### EXTRACTED DATA
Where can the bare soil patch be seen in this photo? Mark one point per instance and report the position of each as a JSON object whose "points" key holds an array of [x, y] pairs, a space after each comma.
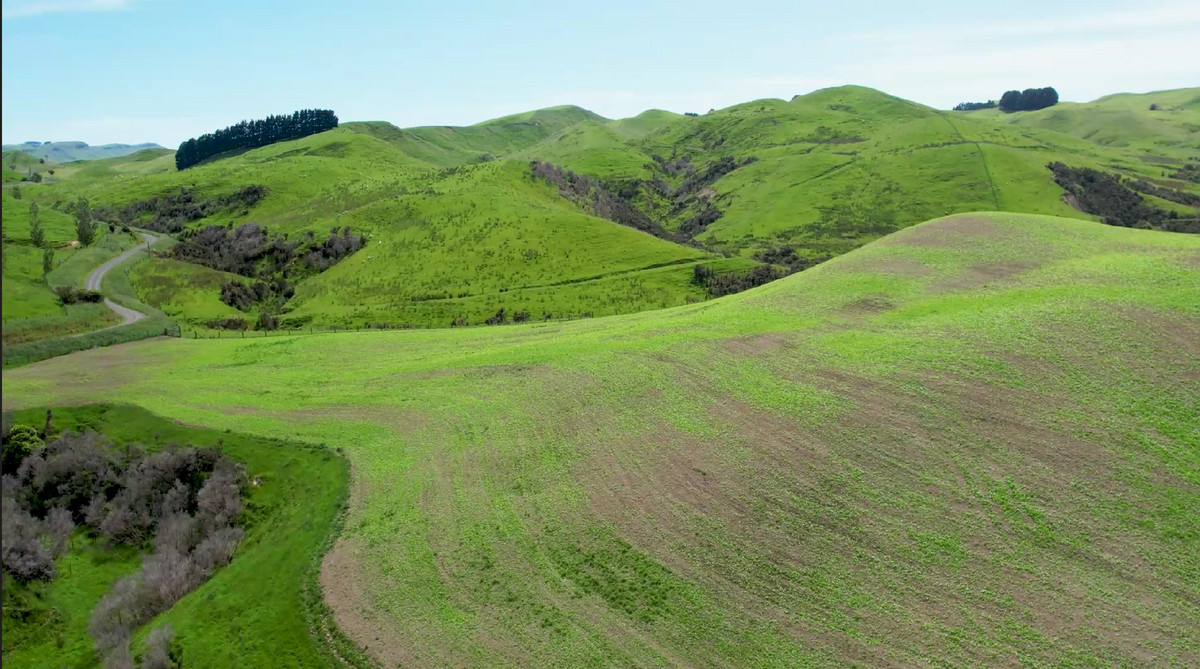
{"points": [[954, 233], [982, 275], [343, 585]]}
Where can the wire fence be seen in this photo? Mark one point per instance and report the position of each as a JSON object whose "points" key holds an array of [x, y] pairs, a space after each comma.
{"points": [[190, 332]]}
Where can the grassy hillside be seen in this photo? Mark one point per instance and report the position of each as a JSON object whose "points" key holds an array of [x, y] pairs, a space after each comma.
{"points": [[253, 613], [1165, 134], [971, 443], [444, 243], [72, 151]]}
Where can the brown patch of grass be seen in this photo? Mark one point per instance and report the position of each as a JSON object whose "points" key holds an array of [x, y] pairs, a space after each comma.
{"points": [[894, 265], [757, 344], [953, 233], [982, 275]]}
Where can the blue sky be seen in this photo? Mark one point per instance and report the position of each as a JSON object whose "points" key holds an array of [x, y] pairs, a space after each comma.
{"points": [[166, 70]]}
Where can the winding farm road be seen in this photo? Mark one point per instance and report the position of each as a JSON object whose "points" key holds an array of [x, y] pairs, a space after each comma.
{"points": [[97, 275]]}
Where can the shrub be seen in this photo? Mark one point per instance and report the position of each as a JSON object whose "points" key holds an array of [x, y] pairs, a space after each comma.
{"points": [[70, 295], [267, 321], [160, 649], [498, 318], [235, 324]]}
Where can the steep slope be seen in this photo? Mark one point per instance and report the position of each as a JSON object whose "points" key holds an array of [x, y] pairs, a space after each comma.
{"points": [[445, 245], [457, 145], [833, 169], [971, 443], [1170, 131]]}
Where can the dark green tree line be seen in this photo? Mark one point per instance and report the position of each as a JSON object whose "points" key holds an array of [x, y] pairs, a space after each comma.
{"points": [[250, 134], [1029, 100]]}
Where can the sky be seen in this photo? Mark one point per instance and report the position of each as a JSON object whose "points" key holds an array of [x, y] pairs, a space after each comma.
{"points": [[132, 71]]}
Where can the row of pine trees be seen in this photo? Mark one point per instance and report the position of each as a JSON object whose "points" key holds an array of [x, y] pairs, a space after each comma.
{"points": [[250, 134]]}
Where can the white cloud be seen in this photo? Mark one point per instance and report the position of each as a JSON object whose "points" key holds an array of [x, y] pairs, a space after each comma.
{"points": [[1170, 16], [21, 8]]}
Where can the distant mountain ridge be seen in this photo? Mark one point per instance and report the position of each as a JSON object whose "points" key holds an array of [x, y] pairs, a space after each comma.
{"points": [[73, 151]]}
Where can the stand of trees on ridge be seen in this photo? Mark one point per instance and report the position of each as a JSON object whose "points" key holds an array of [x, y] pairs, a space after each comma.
{"points": [[1029, 100], [973, 106], [251, 134]]}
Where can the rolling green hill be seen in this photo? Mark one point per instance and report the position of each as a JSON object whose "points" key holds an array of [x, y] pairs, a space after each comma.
{"points": [[1165, 134], [459, 228], [970, 443], [72, 151]]}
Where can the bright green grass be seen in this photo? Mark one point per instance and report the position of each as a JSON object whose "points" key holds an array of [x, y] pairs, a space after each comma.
{"points": [[460, 229], [69, 151], [59, 227], [183, 290], [972, 443], [250, 614], [31, 309]]}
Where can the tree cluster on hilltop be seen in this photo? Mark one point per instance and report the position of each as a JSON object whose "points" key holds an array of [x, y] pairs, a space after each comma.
{"points": [[180, 505], [1029, 100], [1103, 194], [973, 106], [250, 134]]}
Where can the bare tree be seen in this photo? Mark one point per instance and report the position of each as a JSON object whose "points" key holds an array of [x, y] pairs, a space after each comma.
{"points": [[59, 526]]}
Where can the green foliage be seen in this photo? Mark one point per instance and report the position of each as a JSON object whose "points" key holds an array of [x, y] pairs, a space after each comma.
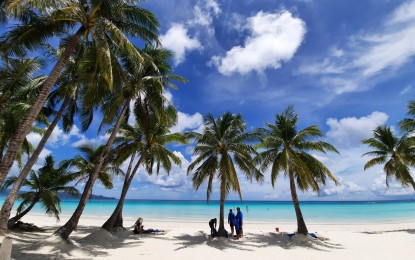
{"points": [[222, 144], [285, 149], [44, 187], [396, 154]]}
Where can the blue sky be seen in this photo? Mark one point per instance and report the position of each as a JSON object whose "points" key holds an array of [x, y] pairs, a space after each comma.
{"points": [[346, 66]]}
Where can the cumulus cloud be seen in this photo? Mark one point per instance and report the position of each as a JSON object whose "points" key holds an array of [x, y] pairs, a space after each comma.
{"points": [[351, 130], [178, 40], [188, 122], [275, 38]]}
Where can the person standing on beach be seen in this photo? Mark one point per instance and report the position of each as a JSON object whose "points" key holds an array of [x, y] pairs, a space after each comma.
{"points": [[212, 225], [239, 217], [231, 220]]}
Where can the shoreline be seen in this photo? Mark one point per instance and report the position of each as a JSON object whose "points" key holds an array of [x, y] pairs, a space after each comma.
{"points": [[185, 240]]}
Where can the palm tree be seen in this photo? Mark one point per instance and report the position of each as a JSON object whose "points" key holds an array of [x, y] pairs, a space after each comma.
{"points": [[67, 90], [18, 90], [83, 164], [408, 124], [222, 144], [44, 187], [286, 150], [147, 140], [396, 154], [105, 23], [135, 80]]}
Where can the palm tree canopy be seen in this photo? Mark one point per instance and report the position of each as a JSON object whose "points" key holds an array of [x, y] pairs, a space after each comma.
{"points": [[223, 143], [397, 154], [84, 163], [44, 187], [286, 149]]}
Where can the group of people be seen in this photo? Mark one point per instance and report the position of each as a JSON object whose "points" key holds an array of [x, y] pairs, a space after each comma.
{"points": [[235, 222]]}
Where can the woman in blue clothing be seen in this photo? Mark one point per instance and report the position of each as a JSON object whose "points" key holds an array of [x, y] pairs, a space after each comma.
{"points": [[240, 217], [231, 220]]}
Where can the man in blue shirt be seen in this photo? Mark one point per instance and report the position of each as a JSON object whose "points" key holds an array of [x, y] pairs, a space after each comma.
{"points": [[239, 216], [231, 220]]}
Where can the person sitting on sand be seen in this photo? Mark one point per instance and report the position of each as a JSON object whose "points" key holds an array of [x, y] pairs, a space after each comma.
{"points": [[146, 231], [212, 225], [139, 228]]}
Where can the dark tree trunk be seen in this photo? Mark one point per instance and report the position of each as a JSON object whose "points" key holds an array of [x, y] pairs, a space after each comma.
{"points": [[221, 231], [116, 215], [65, 231], [16, 218], [24, 127], [14, 192], [301, 227]]}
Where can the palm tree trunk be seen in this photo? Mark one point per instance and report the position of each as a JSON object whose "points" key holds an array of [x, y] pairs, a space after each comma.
{"points": [[221, 231], [24, 127], [301, 227], [14, 192], [116, 215], [72, 223], [16, 218]]}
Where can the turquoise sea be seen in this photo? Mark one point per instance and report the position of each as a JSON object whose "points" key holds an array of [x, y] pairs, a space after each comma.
{"points": [[254, 211]]}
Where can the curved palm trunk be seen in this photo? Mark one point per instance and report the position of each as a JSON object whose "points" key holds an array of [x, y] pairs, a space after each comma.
{"points": [[72, 223], [24, 127], [14, 192], [301, 227], [16, 218], [221, 231], [116, 217]]}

### DESCRIPTION OF THE TASK
Give the material again exactly as it is, but keep the pictures out.

### THE ANSWER
Where can the bare soil patch be seen in this photo? Mark one point per instance and report the position of each as a JSON object whose "points" key holds an array of [x, y] pairs, a space after each comma.
{"points": [[954, 233], [982, 275], [343, 585]]}
Where can the wire fence be seen in this photo? Mark one point per instance and report the position of each as a JSON object whose "points" key holds an array of [x, y] pairs, a space after each comma.
{"points": [[190, 332]]}
Where can the grassy hillside be seen in this photo? Mark one point per instance and report the position of each as a JSON object whose "points" key holds an array of [x, y] pairs, a space after each comma.
{"points": [[253, 613], [1165, 134], [971, 443], [444, 243], [72, 151]]}
Where can the brown patch of grass be seen in this photo? Mark one point per instance and report the position of each as a JSON object whose "points" key holds an array of [x, y] pairs, a space after each comma.
{"points": [[894, 265], [757, 344], [953, 233], [982, 275]]}
Where can the blue sky be seen in this photo? Mark one point per instance and report the position of each as a JSON object whose "points" key holds an array of [x, y] pairs, a space after each comma.
{"points": [[166, 70]]}
Where can the winding farm road be seen in this photo? Mark one point per instance and report the position of each as a JSON object whose "points" key holds an array of [x, y] pairs, a space after each comma.
{"points": [[97, 275]]}
Where can the shrub be seen in this photo? Mark one point per instance and report the position of each as a JSON object whose "points" key holds an array of [x, y] pairs, a space after each comma.
{"points": [[70, 295], [267, 321], [160, 649], [498, 318], [235, 324]]}
Where can the steep slope be seen in this photo? Mark one point per instance and report the position of each as a JSON object whose "points" key holds an array of [x, y] pairs, a space after each comma.
{"points": [[445, 245], [457, 145], [833, 169], [971, 443], [1170, 131]]}
Where can the dark green tree line be seen in this photo? Mark one point per instance and report the position of each as a JSON object whose "points" key holds an array of [x, y] pairs, a space after each comma.
{"points": [[250, 134], [1029, 100]]}
Where can the sky be seen in this photo? Mark one point per instance and report the position of each as a JSON object whose "points" key holds an array of [x, y] pairs, a space after each comma.
{"points": [[132, 71]]}
Where can the row of pine trees be seen in this photo? Mark one point per instance and report the position of each as a JSON object whose "points" key holds an array of [x, y] pairs, a space after each comma.
{"points": [[250, 134]]}
Where can the white cloud be seen in this photo? Mark one point per instance and report the position of each as a JSON object whose "points" key holds an array of [x, y] pairs, a space after each comma.
{"points": [[1170, 16], [21, 8]]}
Where can the distant mountain ridge be seen in this photo? Mark one point per instance and report the position of each as a JSON object whose "points" key holds an array of [x, y] pairs, a space after each comma.
{"points": [[73, 151]]}
Where can the stand of trees on ridge be seen in this photo? Mark one point per instance and report the position of each as a JSON object whose "points" key holds an array of [x, y] pairs, a space after each comma.
{"points": [[1029, 100], [973, 106], [251, 134]]}
Where can the rolling green hill be seen in this photo? Mark one point per instance and report the position of each as a JSON object whose "points" key holds an array of [x, y] pairs, a space after each comma.
{"points": [[1165, 134], [459, 228], [970, 443], [72, 151]]}
Where can the bright green grass be seen in this photo? Mark one point per instance and report the position of each as a JSON object whose "points" key holds an array of [x, y] pairs, a space after each comma.
{"points": [[460, 229], [69, 151], [59, 227], [183, 290], [972, 443], [250, 614], [31, 309]]}
Where can the tree cluster on hilltop be seen in this photo? Mark one point per instance and report the position of each as a JSON object whose "points" key holds an array of [x, y] pairs, a space after each comma.
{"points": [[180, 505], [1029, 100], [1103, 194], [973, 106], [250, 134]]}
Where can the bare tree be seen in this photo? Mark one point per instance and report the position of each as a JSON object whose "points" key holds an array of [x, y] pairs, a space after each comma.
{"points": [[59, 526]]}
Where can the green foliage be seen in this photo? Mark one point per instance and report the position of each as a JSON object whose "points" key holds an array of [x, y] pairs, a space after each comma.
{"points": [[222, 144], [285, 149], [44, 187], [396, 154]]}
Where can the blue sky be seen in this photo? Mark one point per instance and report the position of each as a JSON object whose "points" key holds an array of [x, y] pairs, a space after each comma.
{"points": [[346, 66]]}
Where can the cumulus cloud be seen in this photo? Mark one point per instance and report the position of each as a JSON object whose "points" key holds an array of [x, y] pairs, a space after each comma.
{"points": [[351, 130], [178, 40], [188, 122], [275, 38]]}
Where can the person standing on beach be seen in this photo? Mark one point per instance and report the position of each as a JSON object whose "points" key holds an array of [x, y] pairs, a space after each comma.
{"points": [[212, 225], [239, 217], [231, 220]]}
Where can the shoreline be seen in this photo? Mark one point per instance and report the position of each as a JSON object whose "points" key holds an array of [x, y] pairs, a space after each comma.
{"points": [[185, 240]]}
Where can the palm tree be seen in this photo? Mark one point per instance and report the position of each as a JSON object whose "points" key holds an array of [x, y] pairs, a space after each comma.
{"points": [[67, 90], [18, 90], [83, 164], [408, 124], [222, 144], [44, 187], [286, 150], [147, 140], [396, 154], [105, 23], [135, 80]]}
Where can the palm tree canopy be seen in this photo? Mark one point per instance and report the position of each as a JSON object whose "points" key holds an array of [x, y] pairs, a space after each comma.
{"points": [[223, 143], [397, 154], [84, 163], [44, 187], [286, 149]]}
Where can the group of people be seen in this photo? Mark one point per instance and report the position of each as a JSON object whose "points" key holds an array of [x, y] pairs, a space after each comma.
{"points": [[235, 222]]}
Where can the woman in blue clothing be seen in this photo? Mark one point per instance and report the position of each as a JSON object whose "points" key holds an array of [x, y] pairs, a space after each comma.
{"points": [[240, 217], [231, 220]]}
Where can the man in blue shirt be seen in this photo? Mark one point per instance and report the position of each as a JSON object whose "points" key holds an array of [x, y] pairs, a space after each comma.
{"points": [[239, 216], [231, 220]]}
Where can the person sitting on sand be seen in this photo? Mark one point per instance and report the position of each as a JSON object whose "points" key holds an array of [x, y] pairs, a space after each comma.
{"points": [[146, 231], [212, 225], [139, 228]]}
Where can the dark tree trunk be seen in this photo? Mark one point per instance and report the position of each as a JSON object whose "points" key holds an array of [x, y] pairs, a space after each comma.
{"points": [[221, 231], [116, 215], [65, 231], [16, 218], [24, 127], [14, 192], [301, 227]]}
Where can the palm tree trunk be seen in this photo? Mark one point per instance and report the position of each as a JSON object whose "points" key holds an array of [x, y] pairs, a space after each comma.
{"points": [[221, 231], [24, 127], [301, 227], [14, 192], [116, 215], [72, 223], [16, 218]]}
Where can the turquoise sea be seen in this photo? Mark one point per instance and report the position of each as a JSON object whose "points" key holds an array of [x, y] pairs, a space after each comma.
{"points": [[254, 211]]}
Where can the curved palm trunk be seen in this photo? Mark one point per instance and report the position of each as a JSON object whose "points" key holds an array of [x, y] pairs, a space after each comma.
{"points": [[72, 223], [24, 127], [14, 192], [301, 227], [16, 218], [221, 231], [116, 217]]}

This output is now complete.